** REQUIRED WORK **
• a. Please answer these questions about the water heater board passage:
(i) What share of heat pump water heater projects in Palo Alto needed an electrical panel upgrade?
(ii) How many 120-volt heat pump water heaters are now on the market, according to John Gioia?
(iii) Which group is already developing a model streamlining ordinance?
• b. Carry on the passage about the board's water heater discussion from its last sentence.

** GIVEN PASSAGE **

He also challenged the grid reliability argument, noting modern gas water heaters with electronic ignition also fail during power outages, and that electric systems recover faster after seismic events: "It will take up to six months to restore the natural gas systems within our neighborhoods when all of these natural gas pipelines break, versus a matter of weeks or days to bring back the electrical delivery to homes."
On the broader policy question, he was blunt: "None of that progress has ever been done through voluntary action alone. When we have individual choices that create shared health impacts — this is kind of what we have this board to deliberate and to talk about."
Vice Chair Vicki Veenker (City of Palo Alto) cited data from her city showing only 5% of heat pump water heater projects needed an electrical panel upgrade. She framed the health stakes in dollar terms: "The cost of health care has been calculated at $890 million every year. And every Bay Area resident will realize those savings every year, regardless of whether their water heater has burned out yet."
She drew a pointed analogy: "Our homes and other buildings are emitting secondhand smoke, secondhand nitrogen oxides. They are affecting nitrogen oxides that affect their neighbors, not just in their immediate community, but throughout the Bay Area."
Board Member John Gioia (Contra Costa County) pointed to a market shift the rule itself helped create. "When we started this process several years ago, there were no 120-volt heat pump water heaters. There are now two on the market," he said, referring to units from A.O. Smith and Rheem that plug into standard outlets without panel upgrades. He also urged the district to develop a model streamlining ordinance for local permitting across the Bay Area's 99 cities and nine counties: "We as an Air District should develop a model streamlining ordinance. I think a real concern is the permitting." Staff confirmed that BayREN, the regional energy network, is already developing one.
Board Member Noelia Corzo (San Mateo County) drew on personal experience living in both gas and all-electric buildings, arguing the health benefits outweigh potential cost increases. Board Member Clark, identified as a new board member, urged colleagues to provide market certainty: "Most importantly, I think the package before us provides something that everyone on all sides of this issue craves, and that's certainty."

** ENTRIES PROVIDED **

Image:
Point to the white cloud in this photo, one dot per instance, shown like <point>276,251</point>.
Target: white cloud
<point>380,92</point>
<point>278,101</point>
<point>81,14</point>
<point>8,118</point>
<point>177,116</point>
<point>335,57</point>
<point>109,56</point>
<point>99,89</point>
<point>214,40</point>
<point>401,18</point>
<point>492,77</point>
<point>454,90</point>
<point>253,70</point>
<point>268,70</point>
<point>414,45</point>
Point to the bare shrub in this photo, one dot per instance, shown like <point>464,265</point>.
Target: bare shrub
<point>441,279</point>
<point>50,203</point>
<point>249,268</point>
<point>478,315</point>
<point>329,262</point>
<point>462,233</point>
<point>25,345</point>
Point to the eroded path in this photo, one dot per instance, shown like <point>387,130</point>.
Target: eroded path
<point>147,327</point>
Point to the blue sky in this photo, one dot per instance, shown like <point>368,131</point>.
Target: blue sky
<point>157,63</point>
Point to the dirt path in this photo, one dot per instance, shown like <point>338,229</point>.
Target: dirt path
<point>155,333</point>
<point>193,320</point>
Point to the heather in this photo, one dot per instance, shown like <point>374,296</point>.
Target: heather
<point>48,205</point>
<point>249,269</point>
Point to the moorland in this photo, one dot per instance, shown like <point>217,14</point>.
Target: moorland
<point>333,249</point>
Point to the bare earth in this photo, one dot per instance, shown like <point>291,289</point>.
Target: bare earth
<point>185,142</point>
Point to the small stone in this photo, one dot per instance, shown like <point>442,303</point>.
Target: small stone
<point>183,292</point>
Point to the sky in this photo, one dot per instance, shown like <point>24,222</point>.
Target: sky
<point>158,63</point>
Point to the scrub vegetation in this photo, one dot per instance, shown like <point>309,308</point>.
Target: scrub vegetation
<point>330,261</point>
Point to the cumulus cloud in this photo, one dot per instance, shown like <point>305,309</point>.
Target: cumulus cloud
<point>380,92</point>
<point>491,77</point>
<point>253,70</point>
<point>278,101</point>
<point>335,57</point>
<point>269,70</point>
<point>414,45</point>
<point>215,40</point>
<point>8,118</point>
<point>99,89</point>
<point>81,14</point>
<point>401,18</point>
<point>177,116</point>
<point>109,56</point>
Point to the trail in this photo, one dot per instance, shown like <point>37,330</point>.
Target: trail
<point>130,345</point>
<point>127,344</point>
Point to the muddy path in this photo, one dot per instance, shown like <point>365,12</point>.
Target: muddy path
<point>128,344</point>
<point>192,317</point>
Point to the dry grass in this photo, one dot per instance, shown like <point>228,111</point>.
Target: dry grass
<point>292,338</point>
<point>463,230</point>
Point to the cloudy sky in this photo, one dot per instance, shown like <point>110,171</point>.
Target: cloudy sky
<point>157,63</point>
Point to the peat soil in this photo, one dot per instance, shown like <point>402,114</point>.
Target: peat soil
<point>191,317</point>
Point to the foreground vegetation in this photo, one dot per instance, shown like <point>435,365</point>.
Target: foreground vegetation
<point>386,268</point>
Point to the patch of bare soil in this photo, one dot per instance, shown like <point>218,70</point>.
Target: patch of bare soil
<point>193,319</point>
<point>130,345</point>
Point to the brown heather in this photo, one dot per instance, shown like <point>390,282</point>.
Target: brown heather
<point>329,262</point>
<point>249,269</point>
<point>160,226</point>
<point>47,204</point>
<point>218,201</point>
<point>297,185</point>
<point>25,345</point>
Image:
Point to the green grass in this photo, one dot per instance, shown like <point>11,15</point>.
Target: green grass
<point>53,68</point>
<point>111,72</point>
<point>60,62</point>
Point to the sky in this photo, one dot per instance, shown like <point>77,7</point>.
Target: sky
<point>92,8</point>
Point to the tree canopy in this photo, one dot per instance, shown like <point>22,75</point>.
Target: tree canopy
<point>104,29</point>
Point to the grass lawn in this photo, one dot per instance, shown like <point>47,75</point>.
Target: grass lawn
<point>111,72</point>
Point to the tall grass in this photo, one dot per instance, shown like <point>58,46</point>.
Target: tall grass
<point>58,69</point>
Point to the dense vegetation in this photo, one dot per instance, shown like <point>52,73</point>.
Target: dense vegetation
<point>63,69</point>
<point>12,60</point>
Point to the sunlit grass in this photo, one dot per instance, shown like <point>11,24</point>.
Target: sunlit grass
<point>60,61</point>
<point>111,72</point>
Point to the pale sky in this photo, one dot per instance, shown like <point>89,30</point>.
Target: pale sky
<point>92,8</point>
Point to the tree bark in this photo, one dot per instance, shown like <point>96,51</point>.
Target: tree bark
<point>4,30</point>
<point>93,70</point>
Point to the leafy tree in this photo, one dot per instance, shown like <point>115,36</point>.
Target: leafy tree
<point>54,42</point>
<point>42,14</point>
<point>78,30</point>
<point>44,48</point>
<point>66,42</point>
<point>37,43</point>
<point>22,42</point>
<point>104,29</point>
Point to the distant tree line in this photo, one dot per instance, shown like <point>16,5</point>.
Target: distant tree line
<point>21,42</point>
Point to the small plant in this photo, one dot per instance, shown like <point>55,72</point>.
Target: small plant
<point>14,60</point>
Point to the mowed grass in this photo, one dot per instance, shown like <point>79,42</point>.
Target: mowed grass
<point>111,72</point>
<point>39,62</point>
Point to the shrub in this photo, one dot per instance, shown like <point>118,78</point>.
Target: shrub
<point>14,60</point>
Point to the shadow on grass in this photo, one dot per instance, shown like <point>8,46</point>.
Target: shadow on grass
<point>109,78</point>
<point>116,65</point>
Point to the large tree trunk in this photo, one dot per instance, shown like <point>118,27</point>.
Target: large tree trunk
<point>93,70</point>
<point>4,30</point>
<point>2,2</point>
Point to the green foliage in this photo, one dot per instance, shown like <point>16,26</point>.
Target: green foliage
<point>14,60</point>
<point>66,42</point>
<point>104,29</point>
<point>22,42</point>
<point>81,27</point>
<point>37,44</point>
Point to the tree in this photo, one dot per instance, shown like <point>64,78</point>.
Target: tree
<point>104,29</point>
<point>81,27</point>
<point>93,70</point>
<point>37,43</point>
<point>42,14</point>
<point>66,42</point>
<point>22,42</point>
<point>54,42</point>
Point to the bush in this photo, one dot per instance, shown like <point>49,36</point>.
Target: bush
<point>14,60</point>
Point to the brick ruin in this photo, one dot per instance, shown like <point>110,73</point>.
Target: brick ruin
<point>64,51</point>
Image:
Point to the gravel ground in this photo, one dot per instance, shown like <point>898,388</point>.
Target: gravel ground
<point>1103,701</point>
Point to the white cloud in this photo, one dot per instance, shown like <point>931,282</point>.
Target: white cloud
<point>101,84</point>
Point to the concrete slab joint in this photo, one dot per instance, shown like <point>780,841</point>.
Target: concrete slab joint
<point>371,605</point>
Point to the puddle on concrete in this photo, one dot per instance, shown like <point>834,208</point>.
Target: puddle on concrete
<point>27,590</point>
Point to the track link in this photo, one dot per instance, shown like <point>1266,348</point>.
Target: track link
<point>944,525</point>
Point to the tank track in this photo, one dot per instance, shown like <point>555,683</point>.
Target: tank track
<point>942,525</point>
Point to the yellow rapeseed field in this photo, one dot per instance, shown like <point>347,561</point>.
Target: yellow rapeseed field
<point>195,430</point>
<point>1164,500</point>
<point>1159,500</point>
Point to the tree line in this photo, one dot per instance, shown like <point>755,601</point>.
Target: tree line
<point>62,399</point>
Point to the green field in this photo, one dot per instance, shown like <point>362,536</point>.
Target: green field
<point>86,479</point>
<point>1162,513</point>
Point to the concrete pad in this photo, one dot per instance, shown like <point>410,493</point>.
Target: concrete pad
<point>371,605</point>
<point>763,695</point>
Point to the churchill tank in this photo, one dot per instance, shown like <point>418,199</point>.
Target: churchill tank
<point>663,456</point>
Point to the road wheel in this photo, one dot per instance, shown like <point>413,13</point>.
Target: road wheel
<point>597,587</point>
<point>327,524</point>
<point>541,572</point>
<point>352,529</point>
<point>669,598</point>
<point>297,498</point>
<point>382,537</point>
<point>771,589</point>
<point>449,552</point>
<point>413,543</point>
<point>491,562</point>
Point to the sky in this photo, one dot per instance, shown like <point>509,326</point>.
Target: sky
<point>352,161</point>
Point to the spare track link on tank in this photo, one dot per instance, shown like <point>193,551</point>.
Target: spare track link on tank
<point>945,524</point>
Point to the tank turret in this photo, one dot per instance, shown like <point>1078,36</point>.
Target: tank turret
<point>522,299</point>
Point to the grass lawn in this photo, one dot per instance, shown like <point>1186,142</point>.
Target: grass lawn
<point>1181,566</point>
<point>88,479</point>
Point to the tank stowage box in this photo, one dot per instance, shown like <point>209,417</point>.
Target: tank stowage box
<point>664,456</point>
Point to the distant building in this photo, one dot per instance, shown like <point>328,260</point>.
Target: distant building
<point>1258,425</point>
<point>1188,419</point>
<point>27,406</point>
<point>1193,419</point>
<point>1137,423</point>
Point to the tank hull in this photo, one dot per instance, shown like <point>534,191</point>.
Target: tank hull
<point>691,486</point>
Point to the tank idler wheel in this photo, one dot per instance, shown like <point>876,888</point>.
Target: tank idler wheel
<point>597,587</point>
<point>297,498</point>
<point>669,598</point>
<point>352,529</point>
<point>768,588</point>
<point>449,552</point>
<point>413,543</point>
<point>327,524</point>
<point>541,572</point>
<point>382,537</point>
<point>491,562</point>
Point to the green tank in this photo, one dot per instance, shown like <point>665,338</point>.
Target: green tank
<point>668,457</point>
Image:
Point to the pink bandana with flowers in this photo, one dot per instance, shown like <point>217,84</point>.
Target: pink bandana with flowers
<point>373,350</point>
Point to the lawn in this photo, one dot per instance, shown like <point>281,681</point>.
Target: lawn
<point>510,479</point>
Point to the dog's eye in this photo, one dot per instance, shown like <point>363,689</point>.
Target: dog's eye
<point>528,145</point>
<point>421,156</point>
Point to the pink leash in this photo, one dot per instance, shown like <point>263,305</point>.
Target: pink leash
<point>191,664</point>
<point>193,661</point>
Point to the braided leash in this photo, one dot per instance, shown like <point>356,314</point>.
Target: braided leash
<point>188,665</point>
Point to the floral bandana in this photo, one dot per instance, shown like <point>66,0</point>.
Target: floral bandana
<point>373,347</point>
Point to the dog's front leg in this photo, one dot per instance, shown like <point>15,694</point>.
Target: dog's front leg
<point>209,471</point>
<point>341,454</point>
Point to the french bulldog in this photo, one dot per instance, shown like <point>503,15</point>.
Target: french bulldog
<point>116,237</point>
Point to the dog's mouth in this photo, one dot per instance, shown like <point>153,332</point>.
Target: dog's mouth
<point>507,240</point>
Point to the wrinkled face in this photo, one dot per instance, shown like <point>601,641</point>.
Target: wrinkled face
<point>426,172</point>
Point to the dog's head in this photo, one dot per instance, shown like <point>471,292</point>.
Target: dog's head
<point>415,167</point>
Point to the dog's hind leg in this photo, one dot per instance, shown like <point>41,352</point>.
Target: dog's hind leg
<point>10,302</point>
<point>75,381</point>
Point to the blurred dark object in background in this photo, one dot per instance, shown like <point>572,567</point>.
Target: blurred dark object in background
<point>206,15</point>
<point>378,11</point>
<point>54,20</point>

** EXPECTED RESPONSES **
• a.
(i) 5%.
(ii) Two, the units from A.O. Smith and Rheem.
(iii) BayREN, the regional energy network.

• b.
Board Member Joelle Gallagher (Napa County) supported the amendments but asked for tighter definitions around emergency replacements and exemptions for high heat demand situations. Board Member Otto Lee (Santa Clara County) supported the recommendations and asked about how the exemption process would work for multifamily properties. Board Member Lena Tam (Alameda County) emphasized the health care cost connection and called for robust community outreach with multilingual access. Board Member Sell also voiced support for moving forward.
Decisions
Chair Lynda Hopkins (Sonoma County) tallied the straw poll at the close of deliberations: "We do have majority support from the board members present to move forward with bringing staff recommendations back in October. And based on my tallies, we had eight board members requesting either a pause or a voluntary program. We had 10 members, if you include myself, which I am including, to move forward with staff recommendation."
No formal vote was taken — the straw poll provided direction to staff. The 10-8 margin, with nearly half the board dissenting, signals the final rule language will need to thread a narrow needle.
What's Next
Staff will return with final Rule 9-6 amendments in October 2026 for a formal vote. Chair Hopkins directed staff to complete several tasks before then: map existing rebate and subsidy programs across all nine counties and identify gaps, explore community benefit fund opportunities for underserved areas, consider presenting the BayREN model streamlining ordinance at a Stationary Source Committee meeting, and report on community engagement and outreach efforts.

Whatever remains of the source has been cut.